(Dataset entries)
--- START ---

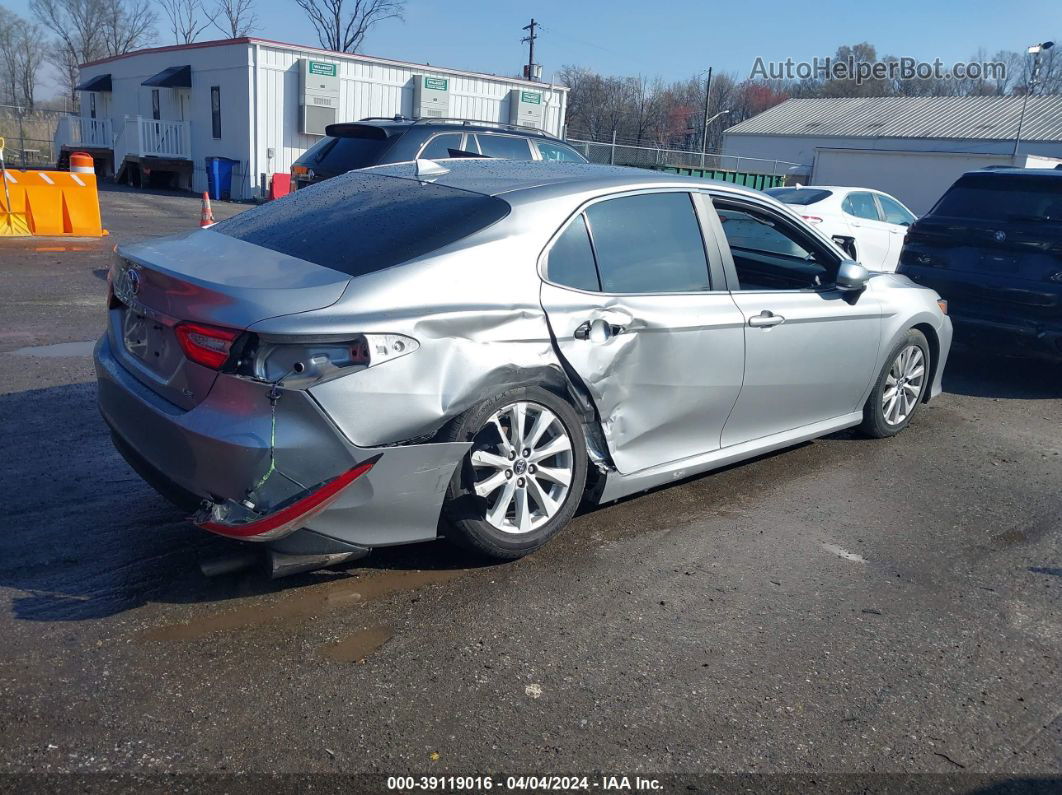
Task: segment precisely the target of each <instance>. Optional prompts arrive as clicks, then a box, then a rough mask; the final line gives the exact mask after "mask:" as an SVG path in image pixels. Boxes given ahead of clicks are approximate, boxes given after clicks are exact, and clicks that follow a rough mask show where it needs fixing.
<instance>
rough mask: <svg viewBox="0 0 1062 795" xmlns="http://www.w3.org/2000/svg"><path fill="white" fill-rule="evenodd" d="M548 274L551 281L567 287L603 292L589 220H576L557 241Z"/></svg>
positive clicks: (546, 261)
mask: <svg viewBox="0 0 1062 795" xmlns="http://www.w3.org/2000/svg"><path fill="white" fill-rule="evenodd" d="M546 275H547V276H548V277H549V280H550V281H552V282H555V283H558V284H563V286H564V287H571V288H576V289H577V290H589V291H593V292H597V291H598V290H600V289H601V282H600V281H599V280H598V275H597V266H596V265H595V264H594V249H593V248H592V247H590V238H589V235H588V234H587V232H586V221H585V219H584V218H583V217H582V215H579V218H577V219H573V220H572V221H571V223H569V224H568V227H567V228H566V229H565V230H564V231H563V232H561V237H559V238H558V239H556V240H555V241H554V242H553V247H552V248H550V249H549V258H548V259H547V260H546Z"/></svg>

--- END ---
--- START ---

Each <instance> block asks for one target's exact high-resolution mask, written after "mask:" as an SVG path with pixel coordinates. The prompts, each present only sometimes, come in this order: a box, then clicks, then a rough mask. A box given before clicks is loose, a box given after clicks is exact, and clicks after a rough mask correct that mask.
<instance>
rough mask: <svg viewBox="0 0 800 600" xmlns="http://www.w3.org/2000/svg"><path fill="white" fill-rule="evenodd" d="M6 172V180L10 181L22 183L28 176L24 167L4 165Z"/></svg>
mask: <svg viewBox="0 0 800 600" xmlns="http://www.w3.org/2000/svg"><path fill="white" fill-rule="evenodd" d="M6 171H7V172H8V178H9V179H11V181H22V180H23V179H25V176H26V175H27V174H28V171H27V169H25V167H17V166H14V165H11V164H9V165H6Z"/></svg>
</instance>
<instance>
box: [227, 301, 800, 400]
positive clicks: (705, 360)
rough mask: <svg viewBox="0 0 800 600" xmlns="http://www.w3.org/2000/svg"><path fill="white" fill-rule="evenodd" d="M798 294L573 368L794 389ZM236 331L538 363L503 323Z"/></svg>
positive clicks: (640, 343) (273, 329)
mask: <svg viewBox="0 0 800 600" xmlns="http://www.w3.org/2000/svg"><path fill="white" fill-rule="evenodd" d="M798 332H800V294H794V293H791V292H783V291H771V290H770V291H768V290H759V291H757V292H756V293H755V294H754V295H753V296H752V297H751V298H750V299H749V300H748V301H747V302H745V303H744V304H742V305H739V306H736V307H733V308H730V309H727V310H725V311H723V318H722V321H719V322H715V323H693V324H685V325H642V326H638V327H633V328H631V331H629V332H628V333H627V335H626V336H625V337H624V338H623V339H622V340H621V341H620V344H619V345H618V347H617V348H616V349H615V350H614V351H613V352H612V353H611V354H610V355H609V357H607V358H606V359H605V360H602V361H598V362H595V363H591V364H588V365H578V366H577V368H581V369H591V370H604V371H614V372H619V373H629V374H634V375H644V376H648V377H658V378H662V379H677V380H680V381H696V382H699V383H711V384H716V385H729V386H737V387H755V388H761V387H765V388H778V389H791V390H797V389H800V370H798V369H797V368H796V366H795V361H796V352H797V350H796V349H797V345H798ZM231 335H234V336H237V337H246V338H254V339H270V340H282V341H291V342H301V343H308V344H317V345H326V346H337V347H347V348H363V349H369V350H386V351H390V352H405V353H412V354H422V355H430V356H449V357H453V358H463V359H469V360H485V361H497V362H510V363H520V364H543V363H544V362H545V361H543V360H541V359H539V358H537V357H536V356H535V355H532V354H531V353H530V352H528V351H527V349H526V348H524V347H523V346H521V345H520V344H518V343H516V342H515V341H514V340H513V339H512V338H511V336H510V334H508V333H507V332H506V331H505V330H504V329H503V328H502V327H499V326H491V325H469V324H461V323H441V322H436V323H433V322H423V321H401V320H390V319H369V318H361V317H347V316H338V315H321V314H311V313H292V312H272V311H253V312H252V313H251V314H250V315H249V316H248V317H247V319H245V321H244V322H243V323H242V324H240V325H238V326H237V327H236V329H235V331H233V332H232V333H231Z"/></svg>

--- END ---
--- START ---

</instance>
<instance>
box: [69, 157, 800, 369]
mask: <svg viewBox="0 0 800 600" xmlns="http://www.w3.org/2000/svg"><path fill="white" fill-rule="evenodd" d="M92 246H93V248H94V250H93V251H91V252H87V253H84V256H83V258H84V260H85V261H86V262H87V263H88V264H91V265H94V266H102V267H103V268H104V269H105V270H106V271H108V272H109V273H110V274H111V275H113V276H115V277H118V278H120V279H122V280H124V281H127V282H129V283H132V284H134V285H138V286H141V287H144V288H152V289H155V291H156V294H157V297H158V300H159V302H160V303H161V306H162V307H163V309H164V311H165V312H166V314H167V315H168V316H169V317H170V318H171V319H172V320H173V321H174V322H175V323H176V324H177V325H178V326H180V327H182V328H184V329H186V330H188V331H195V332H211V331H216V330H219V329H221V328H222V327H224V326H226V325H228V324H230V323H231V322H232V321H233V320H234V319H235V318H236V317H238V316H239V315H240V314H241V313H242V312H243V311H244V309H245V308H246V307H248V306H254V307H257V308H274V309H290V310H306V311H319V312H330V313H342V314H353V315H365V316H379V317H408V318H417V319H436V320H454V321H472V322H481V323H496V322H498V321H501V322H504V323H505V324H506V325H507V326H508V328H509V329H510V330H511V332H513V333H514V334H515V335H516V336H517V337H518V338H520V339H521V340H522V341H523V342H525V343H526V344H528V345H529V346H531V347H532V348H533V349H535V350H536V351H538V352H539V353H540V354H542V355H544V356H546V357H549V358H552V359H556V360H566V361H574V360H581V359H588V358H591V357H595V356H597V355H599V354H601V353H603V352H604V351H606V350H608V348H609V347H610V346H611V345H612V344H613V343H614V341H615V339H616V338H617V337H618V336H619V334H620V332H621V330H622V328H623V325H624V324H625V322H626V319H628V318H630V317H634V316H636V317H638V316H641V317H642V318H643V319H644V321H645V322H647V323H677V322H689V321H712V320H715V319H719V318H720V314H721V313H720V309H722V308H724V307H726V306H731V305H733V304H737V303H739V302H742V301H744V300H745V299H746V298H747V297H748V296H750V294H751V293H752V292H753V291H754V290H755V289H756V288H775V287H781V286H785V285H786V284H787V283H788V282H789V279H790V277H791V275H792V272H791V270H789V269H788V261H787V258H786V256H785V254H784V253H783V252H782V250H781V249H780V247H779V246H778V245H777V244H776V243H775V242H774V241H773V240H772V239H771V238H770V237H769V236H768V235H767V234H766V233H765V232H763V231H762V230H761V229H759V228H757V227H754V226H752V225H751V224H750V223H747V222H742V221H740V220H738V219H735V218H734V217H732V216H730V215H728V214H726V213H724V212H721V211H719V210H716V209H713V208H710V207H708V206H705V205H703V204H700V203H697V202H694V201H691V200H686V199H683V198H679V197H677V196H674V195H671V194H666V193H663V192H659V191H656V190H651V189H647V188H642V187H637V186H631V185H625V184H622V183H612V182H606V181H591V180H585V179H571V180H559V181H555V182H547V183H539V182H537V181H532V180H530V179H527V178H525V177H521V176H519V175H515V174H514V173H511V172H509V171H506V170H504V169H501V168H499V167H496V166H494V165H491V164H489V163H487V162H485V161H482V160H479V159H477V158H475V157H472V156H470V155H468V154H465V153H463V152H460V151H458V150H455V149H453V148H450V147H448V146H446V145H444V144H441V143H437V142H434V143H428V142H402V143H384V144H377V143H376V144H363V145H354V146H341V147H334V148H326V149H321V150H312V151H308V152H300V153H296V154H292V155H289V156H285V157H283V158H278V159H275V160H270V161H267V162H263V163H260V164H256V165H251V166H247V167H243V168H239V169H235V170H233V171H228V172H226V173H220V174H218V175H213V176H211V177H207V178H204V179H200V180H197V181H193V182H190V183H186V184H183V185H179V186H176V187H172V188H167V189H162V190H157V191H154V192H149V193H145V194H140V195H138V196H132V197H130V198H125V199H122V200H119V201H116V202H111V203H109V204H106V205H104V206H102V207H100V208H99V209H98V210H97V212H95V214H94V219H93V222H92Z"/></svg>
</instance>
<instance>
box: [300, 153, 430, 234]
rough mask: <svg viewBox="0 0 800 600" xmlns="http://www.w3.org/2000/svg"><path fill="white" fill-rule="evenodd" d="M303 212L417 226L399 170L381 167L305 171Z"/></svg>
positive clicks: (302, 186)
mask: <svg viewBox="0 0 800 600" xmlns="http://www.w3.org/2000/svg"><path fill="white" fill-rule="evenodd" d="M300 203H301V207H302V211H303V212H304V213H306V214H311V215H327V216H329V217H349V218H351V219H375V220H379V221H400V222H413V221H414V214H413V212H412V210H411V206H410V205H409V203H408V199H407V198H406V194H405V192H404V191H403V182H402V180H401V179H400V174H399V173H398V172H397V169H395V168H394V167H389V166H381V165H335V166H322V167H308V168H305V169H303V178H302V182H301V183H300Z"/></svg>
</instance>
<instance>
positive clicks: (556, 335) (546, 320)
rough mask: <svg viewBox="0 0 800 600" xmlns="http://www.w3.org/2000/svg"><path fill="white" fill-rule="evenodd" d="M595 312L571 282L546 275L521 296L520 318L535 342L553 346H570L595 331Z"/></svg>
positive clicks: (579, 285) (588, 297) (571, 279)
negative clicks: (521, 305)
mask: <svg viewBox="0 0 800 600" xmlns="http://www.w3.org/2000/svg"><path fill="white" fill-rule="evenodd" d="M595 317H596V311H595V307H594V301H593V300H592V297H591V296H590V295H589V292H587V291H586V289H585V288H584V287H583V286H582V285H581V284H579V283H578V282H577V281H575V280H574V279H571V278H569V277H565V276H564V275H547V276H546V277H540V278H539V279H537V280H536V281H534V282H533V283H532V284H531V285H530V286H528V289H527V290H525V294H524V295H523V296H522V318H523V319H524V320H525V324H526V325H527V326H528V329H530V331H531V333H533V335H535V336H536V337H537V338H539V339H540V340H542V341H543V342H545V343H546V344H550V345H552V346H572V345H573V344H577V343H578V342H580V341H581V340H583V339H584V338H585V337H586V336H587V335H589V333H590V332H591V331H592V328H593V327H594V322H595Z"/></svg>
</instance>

--- END ---

REQUIRED WORK: The answer is the run of lines above from the line containing "positive clicks: (705, 360)" through the line containing "294L573 368L794 389ZM236", copied exactly and alone.

SOLUTION TO THE PROBLEM:
positive clicks: (705, 360)
rough mask: <svg viewBox="0 0 800 600" xmlns="http://www.w3.org/2000/svg"><path fill="white" fill-rule="evenodd" d="M798 294L573 368L794 389ZM236 331L538 363L503 323Z"/></svg>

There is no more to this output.